SUPPLIED DATA:
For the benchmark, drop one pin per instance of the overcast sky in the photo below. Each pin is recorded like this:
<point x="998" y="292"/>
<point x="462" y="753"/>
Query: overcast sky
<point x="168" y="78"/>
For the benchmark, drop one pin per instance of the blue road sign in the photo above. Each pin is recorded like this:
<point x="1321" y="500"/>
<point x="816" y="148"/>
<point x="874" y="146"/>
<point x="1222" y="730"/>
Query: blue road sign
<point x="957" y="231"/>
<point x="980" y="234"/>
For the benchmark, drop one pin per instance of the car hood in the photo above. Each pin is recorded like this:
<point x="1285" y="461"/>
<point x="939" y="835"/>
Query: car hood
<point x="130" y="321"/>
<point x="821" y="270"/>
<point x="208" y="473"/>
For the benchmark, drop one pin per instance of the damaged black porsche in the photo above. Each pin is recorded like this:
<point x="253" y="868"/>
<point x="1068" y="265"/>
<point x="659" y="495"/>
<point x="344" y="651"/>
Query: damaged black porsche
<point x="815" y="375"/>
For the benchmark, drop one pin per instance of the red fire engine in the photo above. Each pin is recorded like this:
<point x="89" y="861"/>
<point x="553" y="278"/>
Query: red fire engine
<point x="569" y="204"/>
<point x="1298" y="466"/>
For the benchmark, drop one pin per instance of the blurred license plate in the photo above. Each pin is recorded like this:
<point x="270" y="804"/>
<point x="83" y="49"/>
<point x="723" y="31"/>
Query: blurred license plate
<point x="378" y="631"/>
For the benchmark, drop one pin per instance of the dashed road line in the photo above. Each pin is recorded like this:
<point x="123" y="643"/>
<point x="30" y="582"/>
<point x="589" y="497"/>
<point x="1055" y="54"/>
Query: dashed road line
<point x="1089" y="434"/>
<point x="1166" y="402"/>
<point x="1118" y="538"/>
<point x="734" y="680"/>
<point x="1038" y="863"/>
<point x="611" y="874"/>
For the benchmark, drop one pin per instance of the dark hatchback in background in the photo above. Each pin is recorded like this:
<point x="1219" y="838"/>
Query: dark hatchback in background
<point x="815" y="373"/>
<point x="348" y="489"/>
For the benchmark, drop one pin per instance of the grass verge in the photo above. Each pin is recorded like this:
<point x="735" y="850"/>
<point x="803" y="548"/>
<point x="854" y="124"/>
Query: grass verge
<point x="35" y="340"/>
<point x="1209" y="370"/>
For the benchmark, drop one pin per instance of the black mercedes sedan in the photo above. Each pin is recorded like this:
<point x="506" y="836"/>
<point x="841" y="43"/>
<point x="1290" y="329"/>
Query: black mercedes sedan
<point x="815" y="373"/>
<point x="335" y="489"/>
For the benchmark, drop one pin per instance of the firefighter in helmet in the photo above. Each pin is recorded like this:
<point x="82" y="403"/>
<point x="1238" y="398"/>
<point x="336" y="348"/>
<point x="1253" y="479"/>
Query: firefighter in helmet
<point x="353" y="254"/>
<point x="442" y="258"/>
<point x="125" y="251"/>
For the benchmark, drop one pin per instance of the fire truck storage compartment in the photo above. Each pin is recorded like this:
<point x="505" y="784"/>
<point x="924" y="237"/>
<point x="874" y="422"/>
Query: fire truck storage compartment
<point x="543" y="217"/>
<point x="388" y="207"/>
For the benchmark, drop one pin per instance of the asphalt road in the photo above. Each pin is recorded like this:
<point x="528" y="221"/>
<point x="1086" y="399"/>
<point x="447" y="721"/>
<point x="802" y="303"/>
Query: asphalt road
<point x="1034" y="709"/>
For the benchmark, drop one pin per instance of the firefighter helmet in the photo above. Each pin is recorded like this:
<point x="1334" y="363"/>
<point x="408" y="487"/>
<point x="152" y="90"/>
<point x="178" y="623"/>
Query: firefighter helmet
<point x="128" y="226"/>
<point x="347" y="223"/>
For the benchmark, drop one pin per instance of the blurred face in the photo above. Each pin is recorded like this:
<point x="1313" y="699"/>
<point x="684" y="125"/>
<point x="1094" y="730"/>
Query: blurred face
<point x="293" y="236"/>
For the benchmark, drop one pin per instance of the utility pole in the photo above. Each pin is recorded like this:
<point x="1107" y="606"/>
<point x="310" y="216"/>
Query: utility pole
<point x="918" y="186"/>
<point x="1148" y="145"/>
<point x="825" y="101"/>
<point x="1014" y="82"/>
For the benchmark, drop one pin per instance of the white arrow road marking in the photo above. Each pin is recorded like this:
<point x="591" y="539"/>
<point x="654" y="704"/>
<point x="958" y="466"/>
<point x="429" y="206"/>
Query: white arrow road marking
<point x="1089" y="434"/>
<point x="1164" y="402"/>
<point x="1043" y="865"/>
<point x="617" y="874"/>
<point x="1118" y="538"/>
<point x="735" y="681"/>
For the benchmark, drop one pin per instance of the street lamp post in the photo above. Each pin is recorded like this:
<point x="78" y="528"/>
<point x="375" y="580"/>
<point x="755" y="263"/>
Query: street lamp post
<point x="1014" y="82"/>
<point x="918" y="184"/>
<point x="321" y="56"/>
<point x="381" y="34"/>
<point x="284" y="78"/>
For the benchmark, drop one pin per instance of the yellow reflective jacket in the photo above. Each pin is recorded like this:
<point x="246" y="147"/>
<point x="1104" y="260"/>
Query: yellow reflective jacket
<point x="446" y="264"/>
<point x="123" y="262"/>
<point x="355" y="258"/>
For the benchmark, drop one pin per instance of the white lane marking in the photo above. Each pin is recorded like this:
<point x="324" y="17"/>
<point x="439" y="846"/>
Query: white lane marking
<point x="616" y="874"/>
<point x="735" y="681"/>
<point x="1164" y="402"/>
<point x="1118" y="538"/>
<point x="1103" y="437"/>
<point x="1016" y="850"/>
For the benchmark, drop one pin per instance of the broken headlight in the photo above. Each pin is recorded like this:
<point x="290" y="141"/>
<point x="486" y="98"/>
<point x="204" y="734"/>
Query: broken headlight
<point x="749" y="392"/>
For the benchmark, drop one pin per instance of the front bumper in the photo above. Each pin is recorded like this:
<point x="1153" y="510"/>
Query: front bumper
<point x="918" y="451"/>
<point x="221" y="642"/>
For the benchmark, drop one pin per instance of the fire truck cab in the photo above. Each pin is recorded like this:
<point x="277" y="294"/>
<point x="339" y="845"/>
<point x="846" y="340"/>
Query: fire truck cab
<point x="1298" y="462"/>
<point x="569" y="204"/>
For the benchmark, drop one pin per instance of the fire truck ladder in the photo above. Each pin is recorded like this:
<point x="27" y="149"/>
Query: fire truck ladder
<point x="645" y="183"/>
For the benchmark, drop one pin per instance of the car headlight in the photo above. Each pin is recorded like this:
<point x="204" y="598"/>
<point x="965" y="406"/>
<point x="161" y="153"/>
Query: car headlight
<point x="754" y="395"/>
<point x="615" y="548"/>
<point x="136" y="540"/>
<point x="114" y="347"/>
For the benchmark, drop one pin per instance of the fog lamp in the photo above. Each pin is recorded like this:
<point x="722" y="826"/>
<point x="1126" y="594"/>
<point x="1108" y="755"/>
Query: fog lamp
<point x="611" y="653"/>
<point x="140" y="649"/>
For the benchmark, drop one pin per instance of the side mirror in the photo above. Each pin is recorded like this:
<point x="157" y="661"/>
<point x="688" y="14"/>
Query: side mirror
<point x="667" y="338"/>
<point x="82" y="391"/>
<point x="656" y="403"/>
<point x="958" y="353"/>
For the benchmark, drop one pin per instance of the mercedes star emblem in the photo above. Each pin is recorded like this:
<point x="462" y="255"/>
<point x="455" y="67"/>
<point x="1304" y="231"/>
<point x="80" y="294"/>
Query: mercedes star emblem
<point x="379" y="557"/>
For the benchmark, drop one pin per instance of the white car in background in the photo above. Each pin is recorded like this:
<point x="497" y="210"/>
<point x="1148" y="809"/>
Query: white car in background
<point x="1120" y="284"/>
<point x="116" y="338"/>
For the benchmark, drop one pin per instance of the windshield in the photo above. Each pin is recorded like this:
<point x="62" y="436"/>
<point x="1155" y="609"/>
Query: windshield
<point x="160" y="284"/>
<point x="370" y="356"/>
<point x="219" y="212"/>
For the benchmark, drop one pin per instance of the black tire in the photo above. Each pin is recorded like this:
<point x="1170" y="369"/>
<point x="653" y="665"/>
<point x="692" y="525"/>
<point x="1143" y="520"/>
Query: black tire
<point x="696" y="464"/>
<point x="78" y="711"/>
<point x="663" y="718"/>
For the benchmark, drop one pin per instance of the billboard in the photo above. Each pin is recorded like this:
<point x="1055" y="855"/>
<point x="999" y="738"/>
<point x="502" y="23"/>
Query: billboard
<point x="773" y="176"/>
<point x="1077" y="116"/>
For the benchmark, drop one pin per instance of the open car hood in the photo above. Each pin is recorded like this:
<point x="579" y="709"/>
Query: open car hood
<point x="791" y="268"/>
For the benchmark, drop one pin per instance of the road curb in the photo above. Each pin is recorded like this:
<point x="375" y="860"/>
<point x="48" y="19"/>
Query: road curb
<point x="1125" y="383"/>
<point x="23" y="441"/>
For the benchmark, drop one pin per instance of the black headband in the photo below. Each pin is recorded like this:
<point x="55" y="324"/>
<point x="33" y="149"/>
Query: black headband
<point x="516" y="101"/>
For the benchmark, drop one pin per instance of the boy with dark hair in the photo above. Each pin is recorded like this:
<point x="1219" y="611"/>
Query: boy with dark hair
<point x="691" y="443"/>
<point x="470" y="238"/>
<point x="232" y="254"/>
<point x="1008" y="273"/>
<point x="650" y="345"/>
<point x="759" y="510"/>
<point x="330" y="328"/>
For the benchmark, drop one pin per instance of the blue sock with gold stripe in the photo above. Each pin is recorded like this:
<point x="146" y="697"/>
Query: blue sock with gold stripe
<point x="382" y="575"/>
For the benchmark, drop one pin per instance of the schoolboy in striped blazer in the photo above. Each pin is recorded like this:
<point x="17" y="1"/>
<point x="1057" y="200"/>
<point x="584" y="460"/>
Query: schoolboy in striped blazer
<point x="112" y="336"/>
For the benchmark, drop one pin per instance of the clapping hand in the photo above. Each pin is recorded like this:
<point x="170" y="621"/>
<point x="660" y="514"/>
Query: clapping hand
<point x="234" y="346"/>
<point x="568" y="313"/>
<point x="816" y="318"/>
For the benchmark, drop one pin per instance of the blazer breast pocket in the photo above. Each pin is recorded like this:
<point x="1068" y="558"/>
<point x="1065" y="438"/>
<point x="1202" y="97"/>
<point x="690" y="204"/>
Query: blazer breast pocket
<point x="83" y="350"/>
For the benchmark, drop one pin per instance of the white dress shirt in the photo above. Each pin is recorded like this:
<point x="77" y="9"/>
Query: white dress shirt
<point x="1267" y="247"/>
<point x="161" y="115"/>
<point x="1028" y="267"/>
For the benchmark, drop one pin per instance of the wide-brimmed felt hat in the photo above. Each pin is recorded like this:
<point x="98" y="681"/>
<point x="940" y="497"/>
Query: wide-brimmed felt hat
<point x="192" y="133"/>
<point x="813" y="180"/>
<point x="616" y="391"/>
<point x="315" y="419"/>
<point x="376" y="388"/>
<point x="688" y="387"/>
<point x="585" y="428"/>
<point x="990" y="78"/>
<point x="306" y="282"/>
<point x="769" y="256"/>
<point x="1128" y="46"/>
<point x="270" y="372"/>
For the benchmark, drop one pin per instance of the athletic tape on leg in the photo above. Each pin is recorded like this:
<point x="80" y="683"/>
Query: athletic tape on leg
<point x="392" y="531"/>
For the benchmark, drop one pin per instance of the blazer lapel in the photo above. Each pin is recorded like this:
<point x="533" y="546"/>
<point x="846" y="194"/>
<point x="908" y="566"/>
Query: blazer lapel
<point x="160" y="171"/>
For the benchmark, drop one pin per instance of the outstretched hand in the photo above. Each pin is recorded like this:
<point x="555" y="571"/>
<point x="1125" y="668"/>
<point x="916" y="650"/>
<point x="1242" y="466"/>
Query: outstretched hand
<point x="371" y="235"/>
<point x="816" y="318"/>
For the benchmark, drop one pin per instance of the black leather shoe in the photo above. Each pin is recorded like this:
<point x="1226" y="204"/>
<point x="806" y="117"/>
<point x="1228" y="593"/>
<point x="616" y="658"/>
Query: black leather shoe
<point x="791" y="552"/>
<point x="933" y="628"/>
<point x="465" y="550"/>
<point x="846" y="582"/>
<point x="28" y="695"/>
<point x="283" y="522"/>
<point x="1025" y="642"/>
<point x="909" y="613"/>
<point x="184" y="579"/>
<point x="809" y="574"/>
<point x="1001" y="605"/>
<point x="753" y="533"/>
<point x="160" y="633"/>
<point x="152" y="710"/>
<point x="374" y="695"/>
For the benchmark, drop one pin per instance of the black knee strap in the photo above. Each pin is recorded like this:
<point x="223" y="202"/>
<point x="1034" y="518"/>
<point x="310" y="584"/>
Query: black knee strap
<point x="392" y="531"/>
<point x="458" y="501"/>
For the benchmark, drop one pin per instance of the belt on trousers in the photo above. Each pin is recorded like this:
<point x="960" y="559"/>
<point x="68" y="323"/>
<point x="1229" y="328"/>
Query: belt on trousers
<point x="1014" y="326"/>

PROBLEM STATEMENT: Rewrite the records from the line containing "For the benchmark, drop one pin per instance of the athletic" through the end of the records, inclusive, replacing "blazer lapel" with "jacket lapel" and leaving everything else unchanged.

SOLUTION TO THIS PROBLEM:
For the benchmark, drop one pin per instance of the athletic tape on leg in the photo above. Each pin is recorded like this:
<point x="80" y="683"/>
Query: athletic tape on leg
<point x="392" y="531"/>
For the benchmark, drop one pin per instance of the jacket lapel in the photo above. Each pin is recorded like this:
<point x="533" y="546"/>
<point x="846" y="194"/>
<point x="908" y="566"/>
Query: jacket lapel
<point x="160" y="171"/>
For the benchmark, drop one pin per instance of the outstretched hand in the photo above. Each pin is recorded like this:
<point x="555" y="571"/>
<point x="1125" y="668"/>
<point x="916" y="650"/>
<point x="1242" y="466"/>
Query: outstretched hand
<point x="371" y="235"/>
<point x="816" y="318"/>
For the benchmark, drop one pin per instance of the black leather shoe in the photo above. Each pin is recorded like this:
<point x="1226" y="204"/>
<point x="806" y="117"/>
<point x="1228" y="593"/>
<point x="616" y="658"/>
Query: black leather shoe
<point x="791" y="552"/>
<point x="933" y="628"/>
<point x="465" y="550"/>
<point x="846" y="582"/>
<point x="28" y="695"/>
<point x="283" y="522"/>
<point x="1025" y="642"/>
<point x="909" y="613"/>
<point x="184" y="579"/>
<point x="809" y="574"/>
<point x="1001" y="605"/>
<point x="753" y="533"/>
<point x="160" y="633"/>
<point x="152" y="710"/>
<point x="374" y="695"/>
For the benchmark, drop one pin per instance of the black knee strap in the photo above. Each pin is recorded like this:
<point x="223" y="202"/>
<point x="1034" y="518"/>
<point x="310" y="584"/>
Query: black knee strap
<point x="392" y="531"/>
<point x="458" y="501"/>
For the benchmark, drop one pin per instance of the belt on trousers in the photo above. Each pin is recorded like this:
<point x="960" y="559"/>
<point x="68" y="323"/>
<point x="1229" y="328"/>
Query: belt on trousers
<point x="1014" y="326"/>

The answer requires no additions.